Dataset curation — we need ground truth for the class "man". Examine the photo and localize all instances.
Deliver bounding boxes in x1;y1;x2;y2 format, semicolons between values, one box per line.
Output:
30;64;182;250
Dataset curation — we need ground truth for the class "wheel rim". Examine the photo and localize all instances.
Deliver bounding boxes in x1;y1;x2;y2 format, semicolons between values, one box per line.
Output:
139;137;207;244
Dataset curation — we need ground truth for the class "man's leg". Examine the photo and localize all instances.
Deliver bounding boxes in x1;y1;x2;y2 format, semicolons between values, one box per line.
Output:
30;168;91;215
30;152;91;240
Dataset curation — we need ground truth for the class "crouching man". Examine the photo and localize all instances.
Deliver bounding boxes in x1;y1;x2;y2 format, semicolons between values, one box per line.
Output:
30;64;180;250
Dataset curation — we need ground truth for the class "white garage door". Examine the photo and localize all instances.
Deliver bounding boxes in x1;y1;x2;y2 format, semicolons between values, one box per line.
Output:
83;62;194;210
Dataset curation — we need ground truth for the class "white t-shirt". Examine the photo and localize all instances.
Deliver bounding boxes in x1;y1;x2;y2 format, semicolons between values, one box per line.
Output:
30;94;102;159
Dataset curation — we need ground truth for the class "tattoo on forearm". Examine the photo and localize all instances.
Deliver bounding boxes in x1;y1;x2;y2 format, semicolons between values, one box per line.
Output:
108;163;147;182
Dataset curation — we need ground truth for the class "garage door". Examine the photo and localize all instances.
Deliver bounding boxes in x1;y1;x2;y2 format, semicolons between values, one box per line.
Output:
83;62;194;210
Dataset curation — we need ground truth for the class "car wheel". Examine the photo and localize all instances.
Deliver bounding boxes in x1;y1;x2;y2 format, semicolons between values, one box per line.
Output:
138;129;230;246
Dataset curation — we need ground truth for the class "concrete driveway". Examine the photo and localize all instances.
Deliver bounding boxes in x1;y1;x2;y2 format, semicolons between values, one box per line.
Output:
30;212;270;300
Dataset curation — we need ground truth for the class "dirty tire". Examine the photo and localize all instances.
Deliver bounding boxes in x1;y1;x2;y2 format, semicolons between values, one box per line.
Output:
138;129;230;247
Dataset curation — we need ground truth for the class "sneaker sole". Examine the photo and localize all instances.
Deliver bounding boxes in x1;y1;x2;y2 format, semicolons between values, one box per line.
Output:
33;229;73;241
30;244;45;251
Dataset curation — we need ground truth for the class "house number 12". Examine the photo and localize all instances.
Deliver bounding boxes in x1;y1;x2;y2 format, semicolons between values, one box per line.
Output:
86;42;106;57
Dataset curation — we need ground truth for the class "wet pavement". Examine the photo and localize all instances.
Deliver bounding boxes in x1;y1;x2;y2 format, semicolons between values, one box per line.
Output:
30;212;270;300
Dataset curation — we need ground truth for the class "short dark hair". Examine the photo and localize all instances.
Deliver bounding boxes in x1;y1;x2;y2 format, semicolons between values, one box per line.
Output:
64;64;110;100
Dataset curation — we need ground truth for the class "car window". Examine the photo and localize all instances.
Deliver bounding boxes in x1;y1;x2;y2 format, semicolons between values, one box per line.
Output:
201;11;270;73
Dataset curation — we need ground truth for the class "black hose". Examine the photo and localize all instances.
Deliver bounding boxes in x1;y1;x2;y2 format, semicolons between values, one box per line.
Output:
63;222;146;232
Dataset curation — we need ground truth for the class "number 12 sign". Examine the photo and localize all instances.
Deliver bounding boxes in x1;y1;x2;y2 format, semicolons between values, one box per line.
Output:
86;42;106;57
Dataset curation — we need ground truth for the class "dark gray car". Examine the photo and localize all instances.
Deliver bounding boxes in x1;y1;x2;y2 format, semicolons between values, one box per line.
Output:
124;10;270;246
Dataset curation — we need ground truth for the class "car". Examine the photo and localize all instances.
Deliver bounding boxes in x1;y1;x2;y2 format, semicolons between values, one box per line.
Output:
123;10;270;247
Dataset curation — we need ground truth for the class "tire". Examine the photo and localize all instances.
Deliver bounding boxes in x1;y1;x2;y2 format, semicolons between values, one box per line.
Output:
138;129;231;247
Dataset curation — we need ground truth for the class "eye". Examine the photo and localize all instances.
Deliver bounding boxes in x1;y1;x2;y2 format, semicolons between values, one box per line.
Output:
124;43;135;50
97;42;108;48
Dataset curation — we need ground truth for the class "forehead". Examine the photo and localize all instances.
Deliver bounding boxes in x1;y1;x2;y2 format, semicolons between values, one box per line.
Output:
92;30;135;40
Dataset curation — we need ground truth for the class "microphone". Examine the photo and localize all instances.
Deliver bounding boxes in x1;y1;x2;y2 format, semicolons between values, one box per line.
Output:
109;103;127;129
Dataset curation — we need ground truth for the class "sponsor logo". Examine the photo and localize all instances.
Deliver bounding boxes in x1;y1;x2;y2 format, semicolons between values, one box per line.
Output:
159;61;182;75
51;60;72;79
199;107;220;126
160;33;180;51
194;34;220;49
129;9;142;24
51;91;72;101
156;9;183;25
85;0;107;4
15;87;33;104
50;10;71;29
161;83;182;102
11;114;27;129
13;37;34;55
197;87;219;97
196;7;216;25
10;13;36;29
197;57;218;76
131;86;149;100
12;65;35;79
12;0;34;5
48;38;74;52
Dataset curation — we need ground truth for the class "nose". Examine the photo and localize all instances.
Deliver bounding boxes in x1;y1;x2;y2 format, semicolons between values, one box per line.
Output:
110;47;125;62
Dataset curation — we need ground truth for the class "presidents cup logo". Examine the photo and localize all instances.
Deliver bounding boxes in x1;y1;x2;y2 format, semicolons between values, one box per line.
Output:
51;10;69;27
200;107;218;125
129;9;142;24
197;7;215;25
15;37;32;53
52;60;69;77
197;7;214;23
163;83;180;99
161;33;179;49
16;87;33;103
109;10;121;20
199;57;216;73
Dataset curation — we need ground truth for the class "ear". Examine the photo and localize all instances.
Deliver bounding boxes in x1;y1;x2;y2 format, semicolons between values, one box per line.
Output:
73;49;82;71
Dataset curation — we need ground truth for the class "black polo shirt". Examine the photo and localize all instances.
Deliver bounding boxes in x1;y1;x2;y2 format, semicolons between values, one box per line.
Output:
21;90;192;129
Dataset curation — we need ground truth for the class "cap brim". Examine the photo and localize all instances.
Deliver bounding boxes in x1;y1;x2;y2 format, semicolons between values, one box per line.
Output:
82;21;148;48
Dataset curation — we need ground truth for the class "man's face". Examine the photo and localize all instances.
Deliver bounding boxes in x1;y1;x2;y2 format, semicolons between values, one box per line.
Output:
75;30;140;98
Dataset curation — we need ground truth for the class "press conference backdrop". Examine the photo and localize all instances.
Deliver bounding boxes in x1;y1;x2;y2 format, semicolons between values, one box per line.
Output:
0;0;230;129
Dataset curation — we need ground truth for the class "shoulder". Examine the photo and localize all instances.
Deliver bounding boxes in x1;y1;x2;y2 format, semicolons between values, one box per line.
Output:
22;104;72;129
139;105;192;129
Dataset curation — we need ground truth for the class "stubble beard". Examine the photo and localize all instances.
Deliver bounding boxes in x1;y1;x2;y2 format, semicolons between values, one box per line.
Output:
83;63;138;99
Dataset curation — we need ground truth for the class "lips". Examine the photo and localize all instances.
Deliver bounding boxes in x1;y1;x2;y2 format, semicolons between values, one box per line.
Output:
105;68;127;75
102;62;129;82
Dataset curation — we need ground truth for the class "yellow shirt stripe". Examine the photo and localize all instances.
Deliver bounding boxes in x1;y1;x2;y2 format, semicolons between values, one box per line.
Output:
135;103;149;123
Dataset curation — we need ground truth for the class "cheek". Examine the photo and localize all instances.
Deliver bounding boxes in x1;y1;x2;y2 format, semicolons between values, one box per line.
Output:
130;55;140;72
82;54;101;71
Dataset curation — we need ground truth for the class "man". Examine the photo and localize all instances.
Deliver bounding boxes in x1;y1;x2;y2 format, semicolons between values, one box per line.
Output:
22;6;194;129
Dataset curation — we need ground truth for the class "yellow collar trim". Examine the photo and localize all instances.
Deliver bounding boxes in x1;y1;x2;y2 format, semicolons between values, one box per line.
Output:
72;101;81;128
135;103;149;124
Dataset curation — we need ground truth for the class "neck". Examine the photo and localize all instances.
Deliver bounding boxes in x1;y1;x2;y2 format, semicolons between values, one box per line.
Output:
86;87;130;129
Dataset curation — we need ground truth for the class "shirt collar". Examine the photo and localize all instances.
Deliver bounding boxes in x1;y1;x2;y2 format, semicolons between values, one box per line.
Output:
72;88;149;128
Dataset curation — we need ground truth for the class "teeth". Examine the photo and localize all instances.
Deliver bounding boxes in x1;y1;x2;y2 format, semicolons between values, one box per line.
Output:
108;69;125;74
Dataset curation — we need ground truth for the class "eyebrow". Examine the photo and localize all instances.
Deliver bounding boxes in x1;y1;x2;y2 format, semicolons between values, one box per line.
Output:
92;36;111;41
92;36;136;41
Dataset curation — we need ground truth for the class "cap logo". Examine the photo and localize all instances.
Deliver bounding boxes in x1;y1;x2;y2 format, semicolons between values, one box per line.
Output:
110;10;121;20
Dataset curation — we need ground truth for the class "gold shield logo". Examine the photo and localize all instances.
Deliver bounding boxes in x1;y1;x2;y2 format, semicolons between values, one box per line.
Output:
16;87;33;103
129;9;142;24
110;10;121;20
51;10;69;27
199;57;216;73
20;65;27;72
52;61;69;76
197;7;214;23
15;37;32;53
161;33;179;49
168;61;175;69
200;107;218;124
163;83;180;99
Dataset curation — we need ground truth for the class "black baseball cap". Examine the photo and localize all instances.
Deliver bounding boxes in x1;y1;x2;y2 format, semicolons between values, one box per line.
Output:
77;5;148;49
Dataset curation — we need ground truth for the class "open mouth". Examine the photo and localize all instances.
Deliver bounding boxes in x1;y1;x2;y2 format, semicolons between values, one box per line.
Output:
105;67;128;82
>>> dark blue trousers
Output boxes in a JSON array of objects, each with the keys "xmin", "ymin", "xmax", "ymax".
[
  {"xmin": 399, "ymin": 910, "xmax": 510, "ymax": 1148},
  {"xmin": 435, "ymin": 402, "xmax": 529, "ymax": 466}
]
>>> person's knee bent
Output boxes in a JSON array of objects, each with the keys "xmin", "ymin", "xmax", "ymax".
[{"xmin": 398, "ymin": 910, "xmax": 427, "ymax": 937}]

### THE REQUEST
Put each line from the start of the items through the line containing "30;94;102;159", both included, into a JSON list of strings, one string per line and with blank lines left out.

### FULL OUTPUT
[
  "Dataset curation — we need ground truth for the class \"man\". Examine the photo and localize all instances.",
  "Deliver bounding boxes in x1;y1;x2;y2 format, semicolons between values, one box per line.",
  "Output:",
  "30;64;182;250",
  "Dataset curation — we need ground truth for the class \"wheel rim\". Examine the photo and localize all instances.",
  "Deliver bounding boxes in x1;y1;x2;y2 format, semicolons between values, one box per line.",
  "Output:",
  "139;137;207;244",
  "Dataset curation — we need ground truth for the class \"man's leg\". Examine the photo and localize all instances.",
  "Deliver bounding boxes in x1;y1;x2;y2 format, semicolons between values, one box per line.",
  "Output:",
  "30;168;91;215",
  "30;152;91;240",
  "Dataset curation — we need ground truth for the class \"crouching man\". Examine the photo and localize all instances.",
  "Deliver bounding boxes in x1;y1;x2;y2 format, semicolons between values, one box per line.",
  "Output:",
  "30;64;180;250",
  "Dataset curation — we need ground truth for the class \"white garage door\". Examine the photo and localize all instances.",
  "Deliver bounding boxes in x1;y1;x2;y2 format, semicolons between values, one box per line.",
  "Output:",
  "83;62;194;210",
  "Dataset curation — we need ground truth for the class \"white t-shirt\". Examine the photo and localize all instances.",
  "Deliver bounding boxes in x1;y1;x2;y2 format, semicolons between values, one box per line.",
  "Output:",
  "30;94;102;159"
]